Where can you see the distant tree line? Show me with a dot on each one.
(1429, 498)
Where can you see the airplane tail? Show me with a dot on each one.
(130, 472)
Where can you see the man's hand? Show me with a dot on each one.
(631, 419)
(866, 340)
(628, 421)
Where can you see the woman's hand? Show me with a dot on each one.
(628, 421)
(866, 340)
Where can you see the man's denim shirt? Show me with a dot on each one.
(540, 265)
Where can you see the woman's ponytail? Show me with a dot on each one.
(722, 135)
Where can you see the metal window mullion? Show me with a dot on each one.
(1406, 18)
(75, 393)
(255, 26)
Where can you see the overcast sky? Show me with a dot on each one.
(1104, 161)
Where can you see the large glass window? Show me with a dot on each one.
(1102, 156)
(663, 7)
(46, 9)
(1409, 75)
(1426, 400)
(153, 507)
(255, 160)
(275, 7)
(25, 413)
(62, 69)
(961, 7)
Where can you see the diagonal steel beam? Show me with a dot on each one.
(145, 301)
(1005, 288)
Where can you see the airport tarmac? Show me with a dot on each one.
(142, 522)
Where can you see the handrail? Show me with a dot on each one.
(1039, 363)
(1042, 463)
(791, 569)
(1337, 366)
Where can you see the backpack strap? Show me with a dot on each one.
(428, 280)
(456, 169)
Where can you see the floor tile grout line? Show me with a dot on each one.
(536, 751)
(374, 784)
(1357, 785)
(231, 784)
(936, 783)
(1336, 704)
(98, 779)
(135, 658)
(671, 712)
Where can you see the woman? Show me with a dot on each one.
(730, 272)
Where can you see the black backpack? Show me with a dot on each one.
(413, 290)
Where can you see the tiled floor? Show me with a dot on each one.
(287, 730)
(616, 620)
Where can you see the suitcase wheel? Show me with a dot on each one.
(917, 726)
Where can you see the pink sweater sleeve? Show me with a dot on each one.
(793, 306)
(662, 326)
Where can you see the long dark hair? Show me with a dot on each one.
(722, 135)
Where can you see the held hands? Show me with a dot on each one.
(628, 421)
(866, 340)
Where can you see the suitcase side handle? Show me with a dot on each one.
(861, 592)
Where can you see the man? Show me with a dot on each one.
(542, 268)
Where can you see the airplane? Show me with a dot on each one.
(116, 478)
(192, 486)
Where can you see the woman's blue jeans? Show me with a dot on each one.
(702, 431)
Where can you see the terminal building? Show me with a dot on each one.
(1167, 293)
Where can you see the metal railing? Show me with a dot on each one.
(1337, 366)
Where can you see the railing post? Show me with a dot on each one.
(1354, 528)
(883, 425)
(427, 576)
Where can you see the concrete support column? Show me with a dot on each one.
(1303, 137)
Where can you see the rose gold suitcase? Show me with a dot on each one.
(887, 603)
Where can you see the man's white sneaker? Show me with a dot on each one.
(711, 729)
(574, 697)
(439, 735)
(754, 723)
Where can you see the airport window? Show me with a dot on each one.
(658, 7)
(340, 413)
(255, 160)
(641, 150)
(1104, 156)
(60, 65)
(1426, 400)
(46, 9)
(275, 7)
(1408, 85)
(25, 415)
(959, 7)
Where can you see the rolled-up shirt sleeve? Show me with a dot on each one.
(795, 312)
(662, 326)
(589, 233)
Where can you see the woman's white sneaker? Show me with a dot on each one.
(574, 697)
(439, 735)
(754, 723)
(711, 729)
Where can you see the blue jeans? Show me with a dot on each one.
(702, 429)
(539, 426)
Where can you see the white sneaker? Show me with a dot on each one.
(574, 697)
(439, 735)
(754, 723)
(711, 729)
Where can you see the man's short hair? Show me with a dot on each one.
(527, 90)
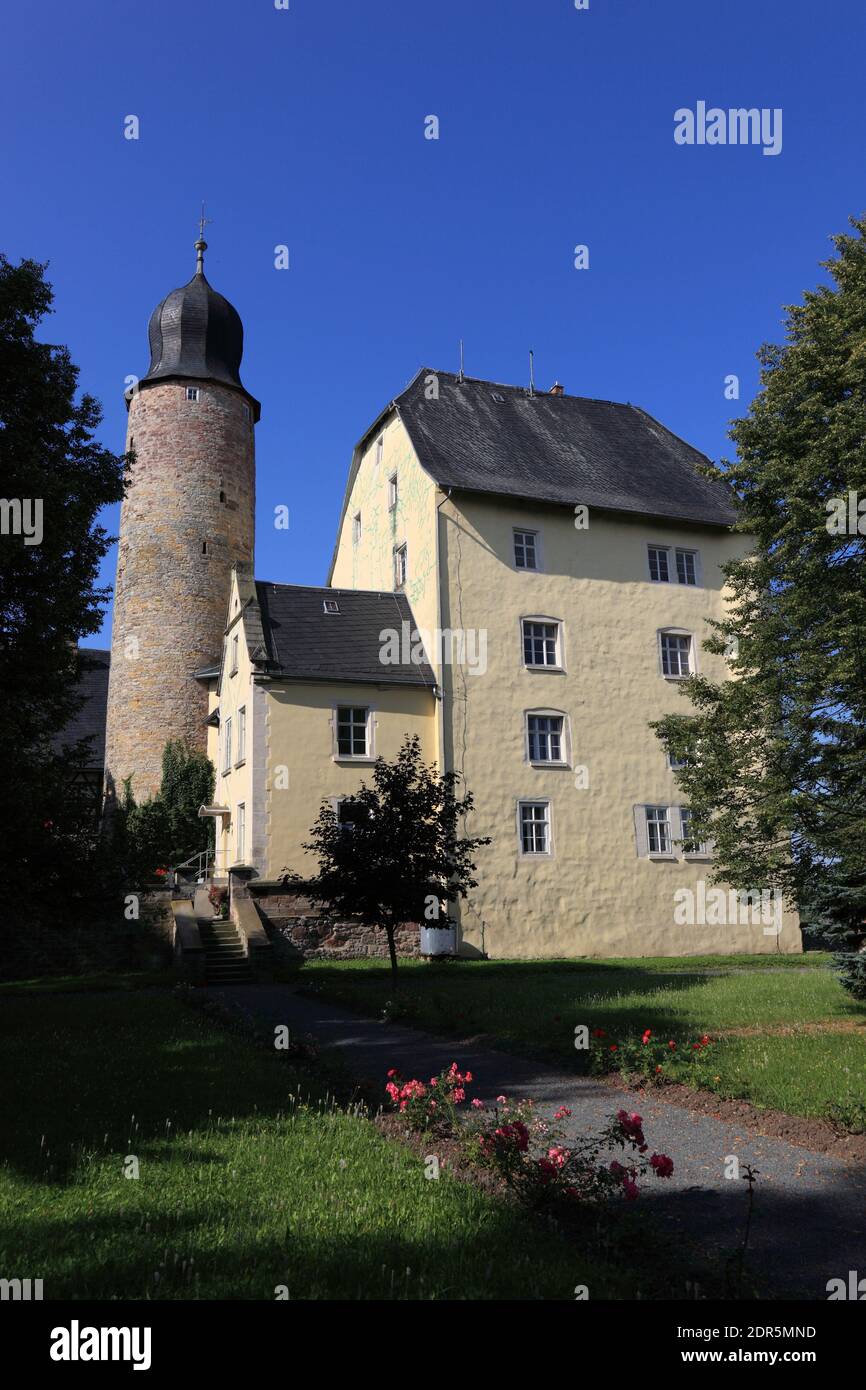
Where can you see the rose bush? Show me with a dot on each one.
(654, 1058)
(526, 1150)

— Prompt —
Having removed the pictures, write out the records exactly as they stand.

— Task result —
Where can you see the distant tree line? Show me with a dot on each one.
(1429, 498)
Where can you see the airplane tail? Show me with a dot on each one.
(130, 472)
Where can you see the man's hand? Show me with a dot on each one.
(631, 419)
(866, 340)
(628, 421)
Where can you see the woman's hand? Show me with a dot on each one.
(628, 421)
(866, 340)
Where can you see the man's denim shirt? Show me with a dot on each one.
(540, 265)
Where can you see the woman's ponytail? Show me with a dot on each one.
(722, 135)
Where can you see the metal window mullion? Show me with a dot on each one.
(1406, 18)
(75, 393)
(255, 26)
Where can you see the overcast sky? Show me with a dot on each one.
(1104, 161)
Where can you see the large glass window? Show me with a dot on each one.
(1102, 156)
(663, 7)
(46, 9)
(1409, 75)
(1426, 400)
(153, 507)
(255, 160)
(275, 7)
(25, 413)
(62, 69)
(961, 7)
Where can you see the diagonal steel beam? Show me with a dot on each one.
(145, 301)
(1005, 288)
Where can you see the airport tarmac? Show me with a dot on each one.
(142, 522)
Where can you see the handrail? Show me with a dot on each one.
(1039, 363)
(1042, 463)
(791, 569)
(1337, 366)
Where can you see the backpack strap? Show me with a dot on each one.
(428, 280)
(456, 169)
Where can you see the floor tile grout line? Show me with a dot on each one.
(536, 751)
(374, 784)
(1357, 785)
(231, 784)
(936, 783)
(1336, 704)
(98, 779)
(135, 658)
(671, 712)
Where can you see the woman? Show me with a dot on each one.
(730, 272)
Where can you see the black backpack? Show me with a dot on each one.
(413, 290)
Where can you see the tiled floor? Show me with a dot on each one.
(287, 730)
(616, 620)
Where can you see the suitcase wheel? Show me with a dot on each one.
(917, 726)
Where can you see the pink sweater sleeve? Show me with a dot on each one.
(793, 306)
(662, 326)
Where can you see the long dark hair? Show me with a dot on each one.
(722, 135)
Where can you see the held hands? Show me with a dot on each one.
(628, 421)
(866, 340)
Where can you see the suitcase side handle? Show me with a dot on each one.
(861, 592)
Where can you see the man? Show me with a dot on each one.
(542, 268)
Where can you see the airplane? Show me with a dot on each one.
(116, 478)
(192, 486)
Where can you see the woman's blue jeans? Show me with a dot on each one.
(702, 431)
Where can you see the terminal building? Show me with a dot on each one.
(1167, 293)
Where can you see the metal railing? Show me with a dot on each one.
(1337, 366)
Where can you see the railing post? Show me with a dot on each one.
(1354, 528)
(883, 425)
(427, 576)
Where can you see the concrete support column? Show me with a dot on each one.
(1303, 137)
Where can you see the rose gold suitcase? Show me with a dot on each one.
(887, 603)
Where can you see the man's white sneaker? Show me with a dot on each one.
(711, 729)
(574, 697)
(439, 735)
(754, 723)
Where can you see the airport window? Show me with a dot on each one.
(658, 7)
(340, 413)
(255, 160)
(641, 150)
(1104, 156)
(60, 65)
(1426, 400)
(46, 9)
(275, 7)
(1408, 85)
(25, 415)
(959, 7)
Where can you see the rolled-up shirt sleeve? Show me with a dot on each one.
(795, 312)
(662, 326)
(589, 233)
Where can you see the woman's white sneaker? Show me with a dot on each one.
(574, 697)
(439, 735)
(754, 723)
(711, 729)
Where can you see the blue jeans? Show me with a dot on each one.
(702, 429)
(539, 426)
Where can you see the white sneaker? Show me with a dot on each one.
(574, 697)
(439, 735)
(754, 723)
(711, 729)
Where can you see the man's short hair? Show me with a dot on each one.
(527, 90)
Where can you see the rose bush? Show me with a dot on each one.
(654, 1058)
(526, 1150)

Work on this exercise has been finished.